§ **Page extract**
▶
It should be clear that these programs provide critical assistance to Americans of all circumstances. Some services are defined by age, some by socioeconomic status, some by gender, some by ethnicity, some by health status.
What should also be clear to all is that these services are expensive. To provide education services to all eligible Americans in both the K-12 and post-secondary levels is expensive. The ever-increasing costs of college necessitate high levels of financial assistance.
Thus, if the Department of Education is eliminated, a similar department would have to be established or coopted to administer those programs. Alternately, if these programs are eliminated, the millions of Americans who rely on them to pursue their education goals will face sudden and irrevocable loss of the opportunity to pursue those goals.
Similarly with health care. It is very expensive. But cost is cost. People cannot pay those costs on their own. Virtually everybody requires assistance. Those who can afford it cover costs with health insurance. But that is expensive, which is why the federal government established Medicare. Medicaid, and the ACA. Which collectively cover 160 million Americans – just short of half the country.
I conclude with some observations about the impact of the Trump initiatives here in NKY. Our commitments as a community to education and to health care are universally known, and valued. Our 15 public school systems, with a handful among the highest performing districts in the state; our universities and colleges, NKU, Thomas More, and Gateway; and St. Elizabeth Hospital system, which serves the entirety of NKY, along with a large number of primary care and professional physician services. All of these are known to all of us.
We not only know them, we rely on them for our well-being.
◀
§ **Provided records**
▶
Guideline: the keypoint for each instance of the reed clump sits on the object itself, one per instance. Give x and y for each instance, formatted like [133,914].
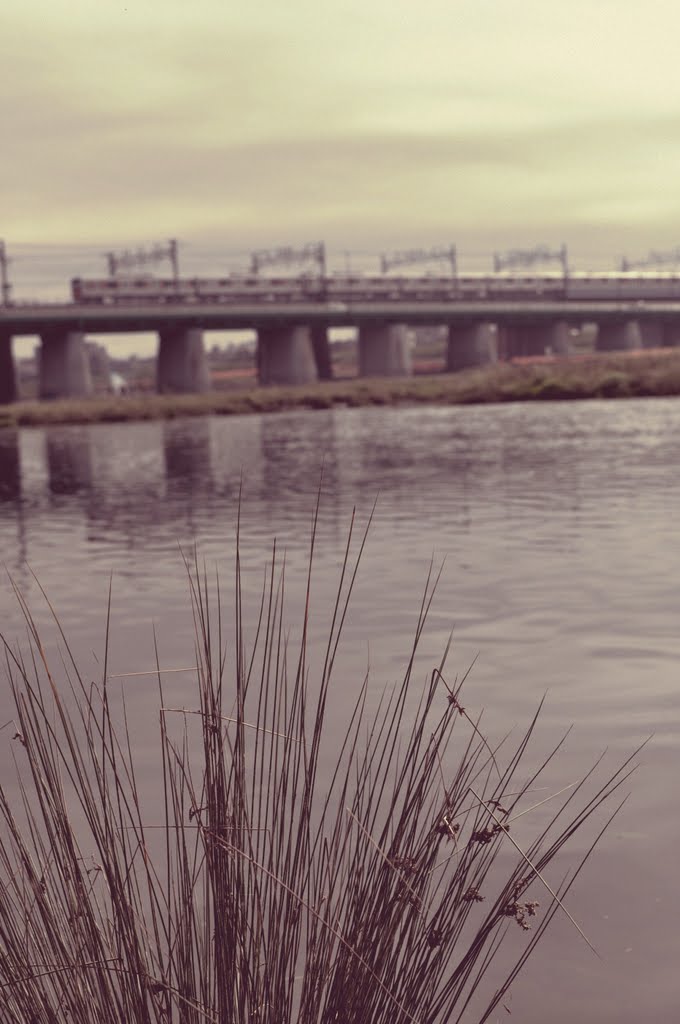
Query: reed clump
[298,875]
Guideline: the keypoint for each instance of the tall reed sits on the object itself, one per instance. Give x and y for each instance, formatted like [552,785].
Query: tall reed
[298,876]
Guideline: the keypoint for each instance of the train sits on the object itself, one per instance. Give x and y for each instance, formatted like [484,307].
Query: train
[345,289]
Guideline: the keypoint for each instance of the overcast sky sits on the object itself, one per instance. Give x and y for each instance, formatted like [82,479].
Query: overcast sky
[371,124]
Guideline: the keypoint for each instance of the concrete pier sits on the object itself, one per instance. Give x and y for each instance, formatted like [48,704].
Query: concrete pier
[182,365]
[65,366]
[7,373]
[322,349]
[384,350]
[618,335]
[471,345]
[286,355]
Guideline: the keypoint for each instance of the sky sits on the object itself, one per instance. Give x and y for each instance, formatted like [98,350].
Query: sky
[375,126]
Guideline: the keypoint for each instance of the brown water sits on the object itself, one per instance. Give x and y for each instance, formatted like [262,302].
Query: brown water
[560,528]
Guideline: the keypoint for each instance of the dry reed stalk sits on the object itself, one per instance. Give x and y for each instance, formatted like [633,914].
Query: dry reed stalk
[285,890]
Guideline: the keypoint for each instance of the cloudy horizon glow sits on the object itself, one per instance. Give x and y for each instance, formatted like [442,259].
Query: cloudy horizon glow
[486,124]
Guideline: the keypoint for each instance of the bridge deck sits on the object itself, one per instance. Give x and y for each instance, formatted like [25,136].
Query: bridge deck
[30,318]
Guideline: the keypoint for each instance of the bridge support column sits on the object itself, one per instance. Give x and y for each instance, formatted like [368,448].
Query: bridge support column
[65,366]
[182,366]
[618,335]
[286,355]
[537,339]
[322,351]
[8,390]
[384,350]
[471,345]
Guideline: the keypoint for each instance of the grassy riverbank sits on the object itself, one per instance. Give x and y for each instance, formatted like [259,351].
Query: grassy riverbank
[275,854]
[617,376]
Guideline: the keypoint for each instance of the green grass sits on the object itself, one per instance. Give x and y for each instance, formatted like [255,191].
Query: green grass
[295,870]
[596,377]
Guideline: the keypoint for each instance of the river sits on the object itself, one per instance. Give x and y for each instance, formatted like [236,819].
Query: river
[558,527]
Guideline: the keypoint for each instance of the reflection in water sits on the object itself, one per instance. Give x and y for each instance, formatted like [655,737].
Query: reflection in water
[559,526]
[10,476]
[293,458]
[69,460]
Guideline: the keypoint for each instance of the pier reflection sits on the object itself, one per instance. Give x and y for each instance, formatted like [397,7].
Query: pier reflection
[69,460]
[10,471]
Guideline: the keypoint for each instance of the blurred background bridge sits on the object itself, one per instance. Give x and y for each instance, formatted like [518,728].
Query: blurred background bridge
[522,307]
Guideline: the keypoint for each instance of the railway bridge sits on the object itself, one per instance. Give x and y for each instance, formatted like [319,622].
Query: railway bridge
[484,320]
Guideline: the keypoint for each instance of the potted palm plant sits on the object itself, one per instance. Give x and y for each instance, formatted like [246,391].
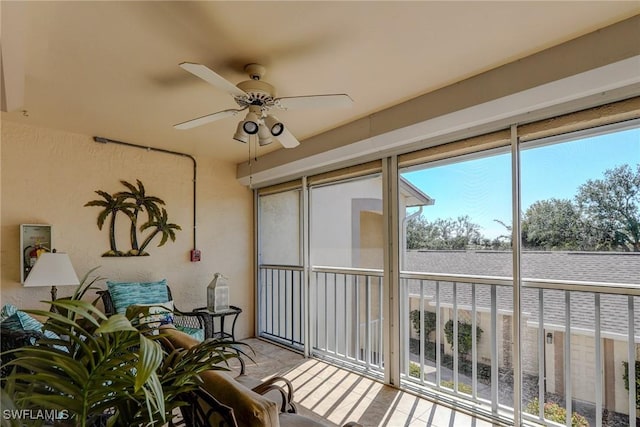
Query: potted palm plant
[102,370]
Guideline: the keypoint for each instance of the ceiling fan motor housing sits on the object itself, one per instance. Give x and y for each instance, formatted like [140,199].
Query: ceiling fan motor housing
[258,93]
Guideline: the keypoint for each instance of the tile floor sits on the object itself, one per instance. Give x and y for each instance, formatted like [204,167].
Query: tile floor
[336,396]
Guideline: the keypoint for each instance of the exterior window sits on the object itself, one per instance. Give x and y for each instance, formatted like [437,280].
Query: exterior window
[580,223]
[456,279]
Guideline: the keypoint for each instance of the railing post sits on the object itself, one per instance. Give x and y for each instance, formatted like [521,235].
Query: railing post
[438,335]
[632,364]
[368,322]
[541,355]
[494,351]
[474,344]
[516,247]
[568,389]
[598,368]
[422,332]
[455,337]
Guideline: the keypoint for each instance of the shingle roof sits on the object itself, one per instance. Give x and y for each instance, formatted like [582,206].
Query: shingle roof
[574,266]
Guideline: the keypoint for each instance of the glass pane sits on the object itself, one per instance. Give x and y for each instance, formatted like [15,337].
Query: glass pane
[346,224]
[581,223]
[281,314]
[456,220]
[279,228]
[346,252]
◀
▶
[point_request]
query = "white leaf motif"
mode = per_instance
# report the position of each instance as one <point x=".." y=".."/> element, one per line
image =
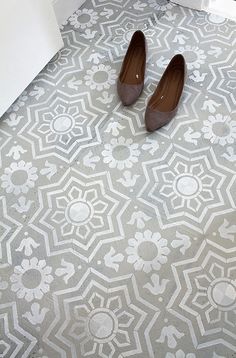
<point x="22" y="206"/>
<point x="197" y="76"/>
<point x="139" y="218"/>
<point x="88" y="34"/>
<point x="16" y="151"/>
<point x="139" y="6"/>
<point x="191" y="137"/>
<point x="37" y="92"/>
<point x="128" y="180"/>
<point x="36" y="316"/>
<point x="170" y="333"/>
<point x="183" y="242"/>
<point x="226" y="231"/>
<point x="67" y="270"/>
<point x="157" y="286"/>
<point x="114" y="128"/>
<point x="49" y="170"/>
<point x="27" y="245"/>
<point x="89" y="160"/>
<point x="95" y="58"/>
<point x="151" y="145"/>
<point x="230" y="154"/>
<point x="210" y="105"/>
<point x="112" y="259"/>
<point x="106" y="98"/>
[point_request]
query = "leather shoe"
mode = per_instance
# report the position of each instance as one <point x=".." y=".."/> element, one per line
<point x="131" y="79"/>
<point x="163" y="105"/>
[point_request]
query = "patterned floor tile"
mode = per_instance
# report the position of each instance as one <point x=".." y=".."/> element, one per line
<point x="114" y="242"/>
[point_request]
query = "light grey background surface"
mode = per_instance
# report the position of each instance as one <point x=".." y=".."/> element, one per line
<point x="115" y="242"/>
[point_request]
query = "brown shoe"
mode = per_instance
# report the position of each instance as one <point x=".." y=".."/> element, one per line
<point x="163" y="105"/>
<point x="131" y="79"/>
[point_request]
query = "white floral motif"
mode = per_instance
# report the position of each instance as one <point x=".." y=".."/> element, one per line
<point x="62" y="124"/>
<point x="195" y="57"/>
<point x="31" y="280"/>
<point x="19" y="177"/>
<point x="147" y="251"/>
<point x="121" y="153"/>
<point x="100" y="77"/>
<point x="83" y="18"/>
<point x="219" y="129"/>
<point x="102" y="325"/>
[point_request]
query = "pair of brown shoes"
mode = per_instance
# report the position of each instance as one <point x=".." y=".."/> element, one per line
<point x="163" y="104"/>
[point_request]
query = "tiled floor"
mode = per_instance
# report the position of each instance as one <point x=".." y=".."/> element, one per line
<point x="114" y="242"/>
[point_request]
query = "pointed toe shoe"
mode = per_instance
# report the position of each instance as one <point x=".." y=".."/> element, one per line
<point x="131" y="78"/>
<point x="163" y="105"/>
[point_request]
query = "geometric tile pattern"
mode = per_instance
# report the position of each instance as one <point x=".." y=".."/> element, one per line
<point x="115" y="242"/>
◀
§ **Exercise objective**
The text on federal education and health programs gives a reason the federal government established Medicare. In one to three sentences, explain that reason.

§ **Response for this exercise**
Health care is very expensive, and people cannot pay those costs on their own. Those who can afford it cover costs with health insurance, but insurance is also expensive, and that is why the federal government established Medicare.